* **What you should do**: Look below for the line containing "the dark ridge." and the line containing "the tree trunk."; repeat exactly those two lines and all lines between them, and nothing else.

[Data extracted from a collection]
▬▬▬▬▬▬

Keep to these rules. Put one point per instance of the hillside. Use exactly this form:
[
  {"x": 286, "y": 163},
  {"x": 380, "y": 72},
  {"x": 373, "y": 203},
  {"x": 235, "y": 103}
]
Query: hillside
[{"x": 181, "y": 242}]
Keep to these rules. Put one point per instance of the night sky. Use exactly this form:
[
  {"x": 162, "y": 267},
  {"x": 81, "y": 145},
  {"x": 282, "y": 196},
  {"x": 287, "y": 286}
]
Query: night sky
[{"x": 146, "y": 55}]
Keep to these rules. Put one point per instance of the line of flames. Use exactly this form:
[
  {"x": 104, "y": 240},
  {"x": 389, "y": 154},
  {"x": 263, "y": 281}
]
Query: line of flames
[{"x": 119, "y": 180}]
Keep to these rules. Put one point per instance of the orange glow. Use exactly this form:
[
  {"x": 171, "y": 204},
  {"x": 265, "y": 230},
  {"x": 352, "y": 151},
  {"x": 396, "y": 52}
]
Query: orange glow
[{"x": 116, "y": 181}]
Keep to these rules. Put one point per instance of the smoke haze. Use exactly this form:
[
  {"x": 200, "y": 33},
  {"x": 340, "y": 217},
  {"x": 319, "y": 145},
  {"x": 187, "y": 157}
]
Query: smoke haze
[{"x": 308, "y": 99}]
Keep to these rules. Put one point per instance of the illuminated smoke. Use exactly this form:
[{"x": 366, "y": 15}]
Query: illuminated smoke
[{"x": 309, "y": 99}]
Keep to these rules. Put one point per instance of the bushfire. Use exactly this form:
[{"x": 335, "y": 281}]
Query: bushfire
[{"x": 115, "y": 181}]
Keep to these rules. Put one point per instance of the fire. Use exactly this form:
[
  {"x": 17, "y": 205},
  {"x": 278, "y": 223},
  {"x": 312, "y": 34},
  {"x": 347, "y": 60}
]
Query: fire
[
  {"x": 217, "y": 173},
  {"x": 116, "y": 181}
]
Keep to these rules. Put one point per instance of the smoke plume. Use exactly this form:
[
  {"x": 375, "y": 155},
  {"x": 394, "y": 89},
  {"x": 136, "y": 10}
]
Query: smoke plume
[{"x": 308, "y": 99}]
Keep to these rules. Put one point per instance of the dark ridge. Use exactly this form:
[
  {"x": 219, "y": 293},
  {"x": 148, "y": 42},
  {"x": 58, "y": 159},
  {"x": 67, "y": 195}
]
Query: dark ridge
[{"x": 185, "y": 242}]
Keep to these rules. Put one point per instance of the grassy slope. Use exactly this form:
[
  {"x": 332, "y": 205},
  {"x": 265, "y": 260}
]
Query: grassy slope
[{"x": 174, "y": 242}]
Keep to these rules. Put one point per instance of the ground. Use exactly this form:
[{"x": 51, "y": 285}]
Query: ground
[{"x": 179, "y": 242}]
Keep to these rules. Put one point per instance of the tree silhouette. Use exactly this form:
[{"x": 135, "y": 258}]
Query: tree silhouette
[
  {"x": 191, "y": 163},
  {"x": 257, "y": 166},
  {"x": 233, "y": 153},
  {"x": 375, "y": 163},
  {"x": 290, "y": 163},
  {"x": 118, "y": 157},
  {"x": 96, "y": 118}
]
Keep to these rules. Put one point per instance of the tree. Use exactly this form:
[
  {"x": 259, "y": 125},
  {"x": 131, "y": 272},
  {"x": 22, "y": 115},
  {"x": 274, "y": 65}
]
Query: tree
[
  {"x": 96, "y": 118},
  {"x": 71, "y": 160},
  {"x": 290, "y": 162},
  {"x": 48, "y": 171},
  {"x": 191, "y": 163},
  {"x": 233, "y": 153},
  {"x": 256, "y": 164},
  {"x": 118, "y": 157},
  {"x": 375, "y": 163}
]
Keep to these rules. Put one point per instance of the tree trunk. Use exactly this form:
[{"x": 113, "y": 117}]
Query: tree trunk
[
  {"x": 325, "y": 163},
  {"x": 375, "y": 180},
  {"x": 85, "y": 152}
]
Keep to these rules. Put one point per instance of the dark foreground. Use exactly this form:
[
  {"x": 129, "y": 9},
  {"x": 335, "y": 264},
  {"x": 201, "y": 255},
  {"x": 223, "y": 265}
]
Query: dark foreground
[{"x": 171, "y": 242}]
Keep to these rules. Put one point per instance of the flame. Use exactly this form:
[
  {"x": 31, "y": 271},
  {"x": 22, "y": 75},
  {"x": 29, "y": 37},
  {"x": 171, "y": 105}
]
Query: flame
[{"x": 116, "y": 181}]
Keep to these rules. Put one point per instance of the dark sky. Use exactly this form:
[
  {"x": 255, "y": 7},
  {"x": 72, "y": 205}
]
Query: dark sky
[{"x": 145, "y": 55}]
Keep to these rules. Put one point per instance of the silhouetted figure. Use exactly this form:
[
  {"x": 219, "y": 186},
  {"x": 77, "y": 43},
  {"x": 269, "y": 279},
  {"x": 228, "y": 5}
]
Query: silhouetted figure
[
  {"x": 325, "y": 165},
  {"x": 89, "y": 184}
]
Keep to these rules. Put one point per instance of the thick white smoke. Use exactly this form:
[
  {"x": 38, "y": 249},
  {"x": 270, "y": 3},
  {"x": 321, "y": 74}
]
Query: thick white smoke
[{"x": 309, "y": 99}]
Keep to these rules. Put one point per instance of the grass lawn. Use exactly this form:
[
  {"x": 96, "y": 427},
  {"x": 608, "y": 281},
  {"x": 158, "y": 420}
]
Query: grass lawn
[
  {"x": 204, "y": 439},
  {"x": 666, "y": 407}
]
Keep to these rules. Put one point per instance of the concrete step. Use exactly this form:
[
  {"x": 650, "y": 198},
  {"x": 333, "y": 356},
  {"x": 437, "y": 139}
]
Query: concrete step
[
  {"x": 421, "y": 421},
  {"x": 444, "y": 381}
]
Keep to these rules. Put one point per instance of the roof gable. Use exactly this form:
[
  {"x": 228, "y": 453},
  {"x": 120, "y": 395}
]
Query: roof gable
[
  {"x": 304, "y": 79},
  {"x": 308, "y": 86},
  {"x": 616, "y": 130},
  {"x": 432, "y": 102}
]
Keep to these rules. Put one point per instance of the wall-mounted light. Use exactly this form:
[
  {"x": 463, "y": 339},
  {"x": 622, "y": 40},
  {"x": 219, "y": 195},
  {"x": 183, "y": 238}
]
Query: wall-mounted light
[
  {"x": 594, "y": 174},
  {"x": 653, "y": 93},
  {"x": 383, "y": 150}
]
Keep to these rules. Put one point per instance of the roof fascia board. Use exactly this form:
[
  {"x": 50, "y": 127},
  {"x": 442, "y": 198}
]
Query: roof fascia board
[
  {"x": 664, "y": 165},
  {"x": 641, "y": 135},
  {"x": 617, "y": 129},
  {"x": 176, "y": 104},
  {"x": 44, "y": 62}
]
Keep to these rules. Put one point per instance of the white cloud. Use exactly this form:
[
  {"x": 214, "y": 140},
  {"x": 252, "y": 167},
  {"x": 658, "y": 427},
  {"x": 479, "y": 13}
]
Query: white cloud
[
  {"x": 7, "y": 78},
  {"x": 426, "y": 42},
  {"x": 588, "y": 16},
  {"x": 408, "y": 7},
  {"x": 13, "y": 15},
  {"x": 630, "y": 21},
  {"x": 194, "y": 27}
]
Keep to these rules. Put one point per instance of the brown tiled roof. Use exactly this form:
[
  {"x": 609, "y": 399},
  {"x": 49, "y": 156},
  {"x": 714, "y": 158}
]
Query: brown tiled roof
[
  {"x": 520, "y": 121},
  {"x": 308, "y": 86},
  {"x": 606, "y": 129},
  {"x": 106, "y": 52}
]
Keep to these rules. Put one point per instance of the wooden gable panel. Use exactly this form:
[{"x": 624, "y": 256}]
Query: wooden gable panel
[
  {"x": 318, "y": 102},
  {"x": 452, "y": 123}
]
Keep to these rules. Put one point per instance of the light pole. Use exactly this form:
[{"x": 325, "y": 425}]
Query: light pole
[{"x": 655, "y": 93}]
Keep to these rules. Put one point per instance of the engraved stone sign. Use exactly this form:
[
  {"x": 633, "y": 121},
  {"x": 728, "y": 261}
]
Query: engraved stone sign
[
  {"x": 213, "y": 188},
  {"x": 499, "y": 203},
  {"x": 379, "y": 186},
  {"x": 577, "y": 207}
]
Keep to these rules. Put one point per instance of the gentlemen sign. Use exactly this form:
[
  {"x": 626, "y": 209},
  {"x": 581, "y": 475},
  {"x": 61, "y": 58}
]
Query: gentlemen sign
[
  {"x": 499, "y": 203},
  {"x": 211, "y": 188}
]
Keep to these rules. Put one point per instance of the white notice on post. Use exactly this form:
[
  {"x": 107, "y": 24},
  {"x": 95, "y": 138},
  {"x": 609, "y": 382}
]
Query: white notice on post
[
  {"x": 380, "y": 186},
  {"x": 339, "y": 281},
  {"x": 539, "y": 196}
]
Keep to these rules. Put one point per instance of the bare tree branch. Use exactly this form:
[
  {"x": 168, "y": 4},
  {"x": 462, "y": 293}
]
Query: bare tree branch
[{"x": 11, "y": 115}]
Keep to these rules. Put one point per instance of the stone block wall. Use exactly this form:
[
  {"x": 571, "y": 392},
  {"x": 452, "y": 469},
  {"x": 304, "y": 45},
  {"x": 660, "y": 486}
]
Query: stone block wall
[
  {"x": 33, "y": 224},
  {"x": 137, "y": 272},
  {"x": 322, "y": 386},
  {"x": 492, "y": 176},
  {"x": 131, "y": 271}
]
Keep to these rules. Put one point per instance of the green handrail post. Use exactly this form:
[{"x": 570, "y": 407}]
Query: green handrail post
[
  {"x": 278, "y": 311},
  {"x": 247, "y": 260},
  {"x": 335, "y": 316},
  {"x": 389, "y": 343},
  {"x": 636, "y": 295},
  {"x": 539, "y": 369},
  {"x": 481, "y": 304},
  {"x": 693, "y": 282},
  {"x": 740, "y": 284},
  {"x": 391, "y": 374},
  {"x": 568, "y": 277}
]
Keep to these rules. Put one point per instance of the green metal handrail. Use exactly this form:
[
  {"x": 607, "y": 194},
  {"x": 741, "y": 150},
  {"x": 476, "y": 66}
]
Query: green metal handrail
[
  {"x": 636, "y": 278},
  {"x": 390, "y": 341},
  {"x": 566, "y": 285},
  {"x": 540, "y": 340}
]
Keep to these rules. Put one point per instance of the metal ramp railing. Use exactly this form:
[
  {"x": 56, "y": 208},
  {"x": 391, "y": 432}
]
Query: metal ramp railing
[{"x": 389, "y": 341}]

▬▬▬▬▬▬

* **Exercise result**:
Keep to these rules. Put one point per instance of the dark ridge. Use exactly this form:
[
  {"x": 219, "y": 293},
  {"x": 148, "y": 42},
  {"x": 58, "y": 159},
  {"x": 67, "y": 195}
]
Query: dark ridge
[{"x": 185, "y": 242}]
Keep to these rules. Put one point per instance of the grassy slope. Use exactly this form:
[
  {"x": 332, "y": 205},
  {"x": 265, "y": 260}
]
Query: grassy slope
[{"x": 174, "y": 242}]
Keep to these rules. Put one point per instance of the ground. Use exactly this form:
[{"x": 51, "y": 285}]
Query: ground
[{"x": 179, "y": 242}]
Keep to these rules. Put one point per instance of the tree silhouette. Use exactly this form:
[{"x": 135, "y": 258}]
Query: tree silhouette
[
  {"x": 191, "y": 163},
  {"x": 257, "y": 166},
  {"x": 233, "y": 153},
  {"x": 375, "y": 163},
  {"x": 290, "y": 163},
  {"x": 118, "y": 157},
  {"x": 96, "y": 118}
]
Keep to these rules. Put one point per instance of the tree. Use exactly this form:
[
  {"x": 259, "y": 125},
  {"x": 131, "y": 272},
  {"x": 22, "y": 115},
  {"x": 274, "y": 65}
]
Query: tree
[
  {"x": 96, "y": 118},
  {"x": 71, "y": 160},
  {"x": 290, "y": 162},
  {"x": 48, "y": 171},
  {"x": 191, "y": 163},
  {"x": 233, "y": 153},
  {"x": 256, "y": 164},
  {"x": 118, "y": 157},
  {"x": 375, "y": 163}
]
Keep to these rules. Put one point per instance of the tree trunk. Use exactly this form:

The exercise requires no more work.